Excerpt to read —
CF 1904D. Set To Max

Heya~ before talking about this problem, I just wanna say that I didn’t insta fail my resolutions yay! I’ve been doing 5 problems everyday, and grinding very hard on math. I think I should also do some virtuals on top but we can start slowly :D

I want to talk about this problem, because it caused me alot of trouble due to a silly mistake XD, other than that it was a pretty standard problem.

CF 1904D. Set To Max (Hard Version)

There are two versions of the problem, with the difference being $n \leq 1e3$ on easy, and $n \leq 2e5$ on hard.

First of all, I imagined the operation as choosing an index $i$ and letting $a[i]$ as the max of a operation, and we can “extend” $a[i]$ to left and right.

The only restriction when we can’t keep extending further $a[i]$ is when we are met with a larger $a[j]$ , because $a[i] wouldn’t be the biggest anymore if the range we chose consists $a[j]$ .

So basically, for an index $i$ , we can extend left and right to index $j$ and $k$ , where $j < i < k$ , $a[j] > a[i]$ and $a[k] > a[i]$ .

Now, we wouldn’t always want to extend as large as we can, as if theres a index $j$ in it with $b[j] < a[i]$ , we would obviously fail making both arrays equal as we can only make it bigger not smaller.

So now we have two constraint as boundaries:

On the left side find $j$ , where $j < i$ , $a[j] > a[i]$ or $b[j] < a[i]$ ,
On the right side find $k$ , where $k > i$ , $a[k] > a[i]$ or $b[k] < a[i]$ .

And for the boundaries we choose the largest $j$ and smallest $k$ .

Now we have a boundaries $(j_i, k_i)$ for each index, where we can set $a[j_i]$ to $a[k_i]$ to $a[i]$ ,and that we are sure that this operation will only make the array closer to what we want.

Its then sufficient to apply all the operations from the smallest $a[i]$ to the biggest and checking if the array is the same.

The easy version is just manually doing the operations everytime with another for loop, taking $O(n^2)$ time.

void solve() {
    int n;
    cin >> n;
    vi a(n), b(n);
    vector<pii> order;
    for(int i = 0; i < n; i++) {
        cin >> a[i];
        order.pb({a[i], i});
    }
    for(auto &i : b) cin >> i;
    sort(all(order));
    for(auto [_, idx] : order) {
        for(int i = idx + 1; i < n; i++) {
            if(a[i] > a[idx] || a[idx] > b[i]) break;
            else a[i] = a[idx];
        }
 
        for(int i = idx - 1; i >= 0; i--) {
            if(a[i] > a[idx] || a[idx] > b[i]) break;
            else a[i] = a[idx];
        }
    }
    for(int i = 0; i < n; i++) {
        if(a[i] != b[i]) {
            cout << "NO" << endl;
            return;
        }
    }
    cout << "YES" << endl;
    return;
}

The hard version requires us to do all operations quicker than $O(nlogn)$ .

Lets say that we already have all the boundaries for each index and we need to apply it, then we would need a range set element data structure to help us do this, which lazy tag segment trees can do easily in $O(nlogn)$ .

Data under study —
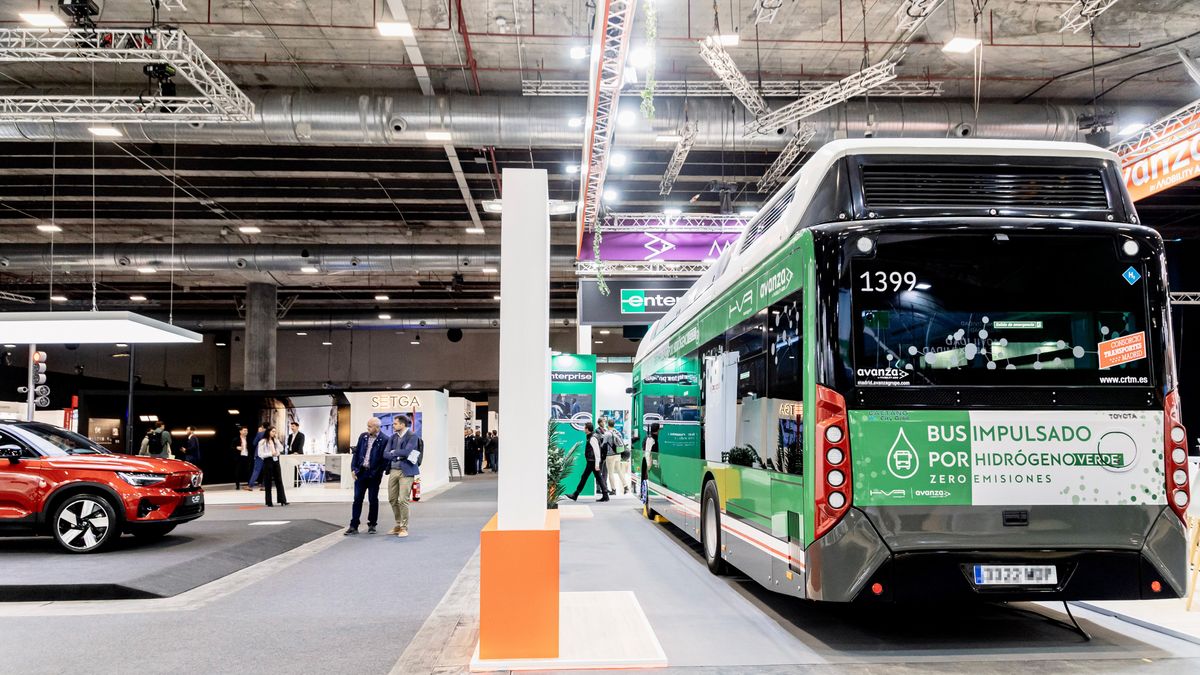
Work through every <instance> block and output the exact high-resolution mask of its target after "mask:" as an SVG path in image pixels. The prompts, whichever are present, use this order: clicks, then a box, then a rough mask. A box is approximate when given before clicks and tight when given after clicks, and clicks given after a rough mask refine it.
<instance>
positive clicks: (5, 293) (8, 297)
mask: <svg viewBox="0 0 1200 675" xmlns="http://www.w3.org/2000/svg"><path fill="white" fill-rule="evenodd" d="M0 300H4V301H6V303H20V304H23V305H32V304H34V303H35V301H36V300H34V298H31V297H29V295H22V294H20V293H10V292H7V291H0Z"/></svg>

...

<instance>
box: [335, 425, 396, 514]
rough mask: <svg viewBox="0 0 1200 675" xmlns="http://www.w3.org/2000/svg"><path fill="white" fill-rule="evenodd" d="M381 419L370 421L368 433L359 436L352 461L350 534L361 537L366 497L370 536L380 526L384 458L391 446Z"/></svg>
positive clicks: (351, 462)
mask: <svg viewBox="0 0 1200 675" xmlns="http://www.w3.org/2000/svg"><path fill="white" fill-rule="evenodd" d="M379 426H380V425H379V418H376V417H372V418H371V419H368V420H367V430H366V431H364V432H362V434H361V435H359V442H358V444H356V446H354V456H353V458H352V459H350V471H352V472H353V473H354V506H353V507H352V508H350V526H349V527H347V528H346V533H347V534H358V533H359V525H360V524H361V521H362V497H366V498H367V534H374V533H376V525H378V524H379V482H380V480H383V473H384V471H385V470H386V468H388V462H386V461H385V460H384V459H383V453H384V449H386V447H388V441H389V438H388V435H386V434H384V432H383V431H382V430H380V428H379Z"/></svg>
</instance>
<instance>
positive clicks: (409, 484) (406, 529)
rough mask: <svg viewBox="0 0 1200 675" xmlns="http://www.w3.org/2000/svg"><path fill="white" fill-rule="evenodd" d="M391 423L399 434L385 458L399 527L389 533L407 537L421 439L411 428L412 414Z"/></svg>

Problem —
For each statement below, say yes or no to whether it agrees with the post on the Set To Max problem, and quote the words of the post that decide it.
(a) The writer has been solving five problems every day.
(b) Apart from a silly mistake, the writer considered the problem unusual.
(c) For the hard version, lazy tag segment trees are named as a way to set ranges of elements.

Output for this task —
(a) Yes: "I’ve been doing 5 problems everyday"
(b) No: "other than that it was a pretty standard problem"
(c) Yes: "which lazy tag segment trees can do easily"